Document extract:
=======
# Fit in your jeans by Friday/Kim Kardashian workout DVDs



## cupcake_x (Oct 5, 2009)

Has anyone tried this series yet? 

Luckily for me, they are on Comcast OnDemand for free. So if you have OnDemand, go to the Sports & Fitness section.

For those who haven't tried it, I think they're great! They show very effective moves and after 15 my thighs and butt were SO sore. It's also pretty inspirational to see Kim do it along with a trainer, as opposed to the usual ripped trainers and people in the background. I _also_ felt better looking at the TV and seeing Kim looking as winded as me, as awful as that sounds. It made it seem more human, I guess. 

The costumes Kim wore were pretty interesting to look at, but I imagine some might be annoyed to see her working out in hoop earrings or a corset. (I myself have been known to work out in red lipstick, so I'm not too bothered by this...)

For those who have tried it as well, what are your thoughts?


----------



## lovelydisarray (Oct 5, 2009)

ooo  have ONDemand (although mine is Time Warner - I think they are the same!!). I'm going to check these out. I need to fit into my jeans! lol


----------



## Artemisia (Oct 5, 2009)

Ohh this sounds like a great work-out


----------



## MK09 (Oct 8, 2009)

I watched through them on demand.I always watch a workout once before doing it.But what she wears doesnt bother me at all.I am actually really into fashion so i like that she dresses up for the workout,its just a little fun lol She not exactly wearing 6 inch stilettos or a mini skirt or anything! lol I think the workouts looked pretty good too.I havent actually worked out to it yet because im doing a lot of barre at the moment.But ill get around to her eventually.

Also i dont know if youve heard of them but the ENVY girls workout.Ive done those workouts and i loved them! I was really surprised.I thought they were really good,fun and with different moves that were fun to do.I think my favorite move were the gecko arms.But those girls were dressing up very stripper-ish lol very "look at how sexy i am" with there workout outfit,if we can call it an outfit haha.And theres one curly haired brunette putting on her sexy voice during her workout portion.I know some people hate those things in workouts dvd's but i just find it funny lol As long as the workout is good and fun that i dont really care.







Heres the trailer for the Envy Girls

YouTube - ENVY aerobic fitness series - TRAILER


----------



## xsnowwhite (Oct 9, 2009)

i tried one of them and thought it was alright but the monotone way kim talks really bothers me.


----------



## MaskedBeauty (Oct 9, 2009)

That ENVYgirls workout looks pretty interesting. They actually use moves that I haven't seen before and don't look so boring. lol.


----------



## KeishaG14 (Oct 9, 2009)

I'm going to try this tomorrow.  Didn't know ONDemand had workout stuff.  Gotta look through it better...


----------



## Sass (Oct 9, 2009)
=======
Data entries:
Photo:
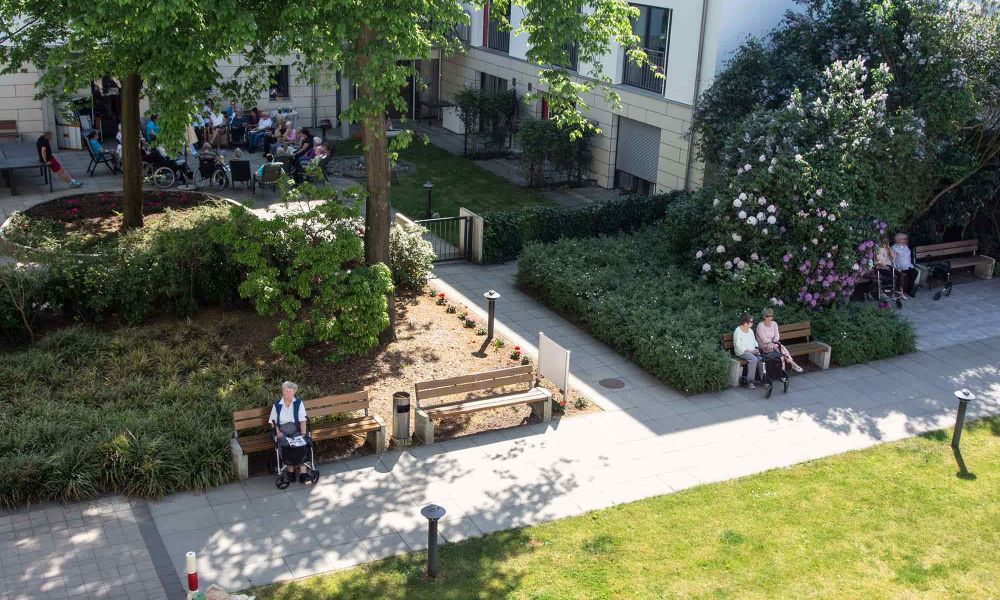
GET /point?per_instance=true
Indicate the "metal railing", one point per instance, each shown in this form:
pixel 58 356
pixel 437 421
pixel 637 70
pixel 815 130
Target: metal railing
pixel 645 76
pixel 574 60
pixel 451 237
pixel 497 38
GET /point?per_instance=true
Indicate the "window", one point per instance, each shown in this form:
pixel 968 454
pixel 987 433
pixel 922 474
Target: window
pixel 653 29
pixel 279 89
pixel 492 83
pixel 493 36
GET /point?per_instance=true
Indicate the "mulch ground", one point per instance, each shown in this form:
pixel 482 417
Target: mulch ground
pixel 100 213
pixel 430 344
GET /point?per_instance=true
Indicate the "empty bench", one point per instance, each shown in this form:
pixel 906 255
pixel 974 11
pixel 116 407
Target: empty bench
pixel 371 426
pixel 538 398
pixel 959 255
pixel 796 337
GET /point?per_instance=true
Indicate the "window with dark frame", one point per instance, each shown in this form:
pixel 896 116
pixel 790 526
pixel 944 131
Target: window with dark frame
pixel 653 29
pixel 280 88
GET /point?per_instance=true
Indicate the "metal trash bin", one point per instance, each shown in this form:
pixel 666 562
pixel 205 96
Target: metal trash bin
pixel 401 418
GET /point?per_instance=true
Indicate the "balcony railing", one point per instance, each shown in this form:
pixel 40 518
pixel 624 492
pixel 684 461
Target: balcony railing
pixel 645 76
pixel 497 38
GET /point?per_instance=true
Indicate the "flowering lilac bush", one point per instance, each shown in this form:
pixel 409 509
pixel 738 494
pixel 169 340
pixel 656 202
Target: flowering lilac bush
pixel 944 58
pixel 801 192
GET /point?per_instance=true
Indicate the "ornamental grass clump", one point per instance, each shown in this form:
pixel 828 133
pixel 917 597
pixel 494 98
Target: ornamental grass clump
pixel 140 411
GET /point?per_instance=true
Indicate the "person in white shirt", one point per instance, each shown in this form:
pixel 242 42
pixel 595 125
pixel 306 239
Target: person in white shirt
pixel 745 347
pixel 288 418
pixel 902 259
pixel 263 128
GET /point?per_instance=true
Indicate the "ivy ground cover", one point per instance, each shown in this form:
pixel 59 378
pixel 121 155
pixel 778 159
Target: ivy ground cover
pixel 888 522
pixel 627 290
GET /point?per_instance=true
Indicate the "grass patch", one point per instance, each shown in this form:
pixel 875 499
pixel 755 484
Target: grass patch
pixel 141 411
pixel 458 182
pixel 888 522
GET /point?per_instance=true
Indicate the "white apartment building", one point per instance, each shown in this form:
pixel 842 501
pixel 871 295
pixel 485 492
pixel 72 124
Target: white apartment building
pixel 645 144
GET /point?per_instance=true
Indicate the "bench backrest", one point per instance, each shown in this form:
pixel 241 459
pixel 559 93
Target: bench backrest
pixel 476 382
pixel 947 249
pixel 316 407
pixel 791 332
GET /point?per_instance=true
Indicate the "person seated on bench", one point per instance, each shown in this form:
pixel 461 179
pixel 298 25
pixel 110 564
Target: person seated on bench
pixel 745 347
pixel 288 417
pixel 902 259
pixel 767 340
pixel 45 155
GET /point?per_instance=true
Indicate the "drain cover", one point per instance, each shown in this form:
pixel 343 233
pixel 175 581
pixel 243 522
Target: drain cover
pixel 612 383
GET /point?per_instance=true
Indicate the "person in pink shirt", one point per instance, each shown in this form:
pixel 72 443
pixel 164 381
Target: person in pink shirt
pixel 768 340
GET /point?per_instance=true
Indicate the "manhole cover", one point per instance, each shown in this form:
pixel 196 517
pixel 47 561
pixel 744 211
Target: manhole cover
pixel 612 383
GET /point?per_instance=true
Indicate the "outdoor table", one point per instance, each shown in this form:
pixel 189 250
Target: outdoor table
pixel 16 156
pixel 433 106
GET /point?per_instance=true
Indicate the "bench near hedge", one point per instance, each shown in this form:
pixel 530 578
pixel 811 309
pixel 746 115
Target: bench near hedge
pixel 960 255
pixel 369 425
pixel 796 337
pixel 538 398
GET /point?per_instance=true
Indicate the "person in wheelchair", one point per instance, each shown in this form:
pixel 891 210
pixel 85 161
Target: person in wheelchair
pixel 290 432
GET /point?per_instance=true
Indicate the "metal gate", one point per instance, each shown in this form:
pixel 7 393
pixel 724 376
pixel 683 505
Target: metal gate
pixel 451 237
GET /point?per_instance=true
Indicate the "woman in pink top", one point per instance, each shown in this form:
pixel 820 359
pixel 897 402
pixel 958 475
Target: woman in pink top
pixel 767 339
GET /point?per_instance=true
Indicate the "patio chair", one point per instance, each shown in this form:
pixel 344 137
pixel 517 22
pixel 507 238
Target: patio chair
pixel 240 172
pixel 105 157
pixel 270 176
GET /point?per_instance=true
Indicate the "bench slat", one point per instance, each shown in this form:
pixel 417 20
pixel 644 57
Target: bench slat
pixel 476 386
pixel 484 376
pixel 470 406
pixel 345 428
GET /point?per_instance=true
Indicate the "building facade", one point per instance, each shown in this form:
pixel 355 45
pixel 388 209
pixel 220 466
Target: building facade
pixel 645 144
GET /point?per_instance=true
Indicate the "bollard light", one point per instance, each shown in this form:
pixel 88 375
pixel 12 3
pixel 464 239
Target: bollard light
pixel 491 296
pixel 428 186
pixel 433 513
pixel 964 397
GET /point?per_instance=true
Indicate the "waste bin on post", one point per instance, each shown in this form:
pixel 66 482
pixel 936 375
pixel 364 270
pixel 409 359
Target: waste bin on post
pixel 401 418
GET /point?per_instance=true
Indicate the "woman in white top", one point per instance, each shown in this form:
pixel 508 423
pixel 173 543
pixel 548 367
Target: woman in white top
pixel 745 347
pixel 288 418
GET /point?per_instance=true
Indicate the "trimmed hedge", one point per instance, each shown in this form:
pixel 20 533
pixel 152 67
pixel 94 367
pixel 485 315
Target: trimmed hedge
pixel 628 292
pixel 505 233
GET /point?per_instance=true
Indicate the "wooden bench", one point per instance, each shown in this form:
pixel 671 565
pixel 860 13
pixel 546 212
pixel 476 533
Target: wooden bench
=======
What this exercise asks:
1. Why is cupcake_x not very bothered by the costumes Kim wears in the workouts, according to the forum thread about the Kim Kardashian workout DVDs? Answer in one to three sentences.
2. From the forum thread on the Kim Kardashian workout DVDs, write out the passage starting at "## MaskedBeauty (Oct" and ending at "KeishaG14 (Oct 9, 2009)".

The responses:
1. cupcake_x has been known to work out in red lipstick herself. So seeing Kim work out in hoop earrings or a corset doesn't bother her much.

2.
## MaskedBeauty (Oct 9, 2009)

That ENVYgirls workout looks pretty interesting. They actually use moves that I haven't seen before and don't look so boring. lol.


----------



## KeishaG14 (Oct 9, 2009)